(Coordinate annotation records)
-.-.-
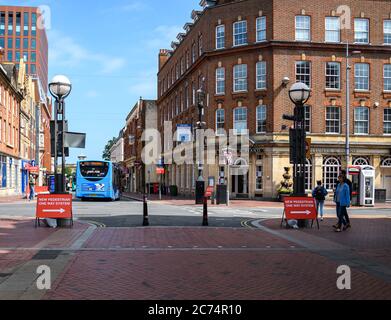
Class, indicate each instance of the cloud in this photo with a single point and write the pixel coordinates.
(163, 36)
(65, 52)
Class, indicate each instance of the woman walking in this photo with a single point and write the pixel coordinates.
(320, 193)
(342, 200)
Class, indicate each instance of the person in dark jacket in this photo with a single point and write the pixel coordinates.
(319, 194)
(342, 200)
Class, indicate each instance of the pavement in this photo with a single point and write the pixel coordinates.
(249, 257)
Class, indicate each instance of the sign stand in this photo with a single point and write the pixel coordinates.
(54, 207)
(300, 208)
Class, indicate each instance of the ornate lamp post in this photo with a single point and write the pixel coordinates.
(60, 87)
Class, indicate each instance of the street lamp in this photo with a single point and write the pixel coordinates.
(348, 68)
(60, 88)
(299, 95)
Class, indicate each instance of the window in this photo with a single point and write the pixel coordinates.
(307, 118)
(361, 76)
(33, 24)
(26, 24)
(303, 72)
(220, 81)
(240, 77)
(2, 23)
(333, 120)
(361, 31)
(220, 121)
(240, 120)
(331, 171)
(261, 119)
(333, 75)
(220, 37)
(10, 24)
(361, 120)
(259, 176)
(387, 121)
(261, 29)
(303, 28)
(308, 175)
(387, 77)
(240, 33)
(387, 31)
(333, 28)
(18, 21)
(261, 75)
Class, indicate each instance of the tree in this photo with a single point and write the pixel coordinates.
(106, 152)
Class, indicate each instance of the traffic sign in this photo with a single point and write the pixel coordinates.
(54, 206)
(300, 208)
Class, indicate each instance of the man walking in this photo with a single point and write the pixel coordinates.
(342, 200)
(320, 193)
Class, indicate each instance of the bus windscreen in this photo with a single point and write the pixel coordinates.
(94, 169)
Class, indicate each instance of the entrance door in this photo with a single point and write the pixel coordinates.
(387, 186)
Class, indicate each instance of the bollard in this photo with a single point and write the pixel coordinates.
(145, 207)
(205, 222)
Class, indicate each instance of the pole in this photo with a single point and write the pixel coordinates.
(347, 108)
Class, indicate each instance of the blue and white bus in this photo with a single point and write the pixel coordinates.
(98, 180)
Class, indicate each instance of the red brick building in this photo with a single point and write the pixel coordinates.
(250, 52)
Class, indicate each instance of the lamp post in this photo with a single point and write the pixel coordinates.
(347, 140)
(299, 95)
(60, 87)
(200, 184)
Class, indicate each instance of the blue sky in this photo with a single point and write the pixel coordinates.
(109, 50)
-.-.-
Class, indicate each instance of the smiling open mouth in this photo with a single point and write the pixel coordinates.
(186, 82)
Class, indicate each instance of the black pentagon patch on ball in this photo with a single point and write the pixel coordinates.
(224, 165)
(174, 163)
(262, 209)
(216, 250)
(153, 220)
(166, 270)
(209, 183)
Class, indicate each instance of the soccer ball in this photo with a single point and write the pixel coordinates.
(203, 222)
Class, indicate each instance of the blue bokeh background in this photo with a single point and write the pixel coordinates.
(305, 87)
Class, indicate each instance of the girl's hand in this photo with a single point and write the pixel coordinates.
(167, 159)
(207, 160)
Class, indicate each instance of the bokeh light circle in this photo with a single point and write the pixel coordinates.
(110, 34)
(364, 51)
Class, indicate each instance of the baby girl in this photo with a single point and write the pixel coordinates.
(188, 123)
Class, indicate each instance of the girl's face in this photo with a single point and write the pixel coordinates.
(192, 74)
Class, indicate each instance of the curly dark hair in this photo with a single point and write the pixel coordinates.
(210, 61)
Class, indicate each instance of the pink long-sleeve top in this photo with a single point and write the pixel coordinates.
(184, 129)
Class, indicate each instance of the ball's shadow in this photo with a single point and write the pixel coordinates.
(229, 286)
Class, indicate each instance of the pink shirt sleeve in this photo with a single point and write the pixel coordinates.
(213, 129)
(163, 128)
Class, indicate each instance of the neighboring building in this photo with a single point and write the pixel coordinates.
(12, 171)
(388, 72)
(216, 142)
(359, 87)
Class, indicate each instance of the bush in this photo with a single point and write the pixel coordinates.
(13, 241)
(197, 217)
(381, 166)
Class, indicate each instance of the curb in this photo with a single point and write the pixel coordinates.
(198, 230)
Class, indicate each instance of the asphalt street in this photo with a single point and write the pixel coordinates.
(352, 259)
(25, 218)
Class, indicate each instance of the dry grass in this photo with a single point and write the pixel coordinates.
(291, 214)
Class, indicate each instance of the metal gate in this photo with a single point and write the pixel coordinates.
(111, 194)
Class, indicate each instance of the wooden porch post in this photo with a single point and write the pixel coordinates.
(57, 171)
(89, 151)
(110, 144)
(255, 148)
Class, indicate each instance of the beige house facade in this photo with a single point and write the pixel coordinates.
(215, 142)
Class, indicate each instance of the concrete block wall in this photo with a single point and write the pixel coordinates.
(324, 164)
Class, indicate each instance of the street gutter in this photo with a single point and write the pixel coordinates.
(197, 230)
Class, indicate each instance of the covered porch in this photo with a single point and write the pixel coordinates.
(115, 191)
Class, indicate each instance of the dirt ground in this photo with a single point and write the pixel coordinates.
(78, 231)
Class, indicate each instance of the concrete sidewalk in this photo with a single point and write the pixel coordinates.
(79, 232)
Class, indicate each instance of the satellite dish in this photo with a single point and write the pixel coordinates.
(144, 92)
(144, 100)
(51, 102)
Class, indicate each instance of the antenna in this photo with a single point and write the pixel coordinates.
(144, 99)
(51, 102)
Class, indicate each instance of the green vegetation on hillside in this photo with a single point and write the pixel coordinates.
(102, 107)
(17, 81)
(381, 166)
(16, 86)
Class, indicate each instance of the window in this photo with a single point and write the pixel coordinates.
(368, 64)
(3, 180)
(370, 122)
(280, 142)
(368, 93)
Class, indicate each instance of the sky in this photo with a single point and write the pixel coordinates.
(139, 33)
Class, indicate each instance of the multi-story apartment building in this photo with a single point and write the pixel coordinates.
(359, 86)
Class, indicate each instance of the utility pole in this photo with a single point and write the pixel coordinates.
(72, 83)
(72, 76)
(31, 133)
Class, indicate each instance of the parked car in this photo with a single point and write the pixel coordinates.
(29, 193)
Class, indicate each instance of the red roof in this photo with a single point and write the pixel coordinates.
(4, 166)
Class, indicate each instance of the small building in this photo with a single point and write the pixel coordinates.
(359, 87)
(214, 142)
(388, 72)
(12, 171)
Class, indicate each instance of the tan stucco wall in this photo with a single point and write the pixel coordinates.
-.-.-
Stated problem — Identify every line of the material above that contains the word "building", matching case exactly, and copy each of those lines in full.

Response —
Class, indicate each instance of the red brick building in this photo with a single point and write the pixel coordinates.
Class, indicate each instance of the neighboring building in this photo with a single point and write the pixel coordinates.
Class, indicate each instance of the multi-story apartment building in this photo with a single point and write the pixel coordinates.
Class, indicate each instance of the small building in this photo with a single point and write the pixel coordinates.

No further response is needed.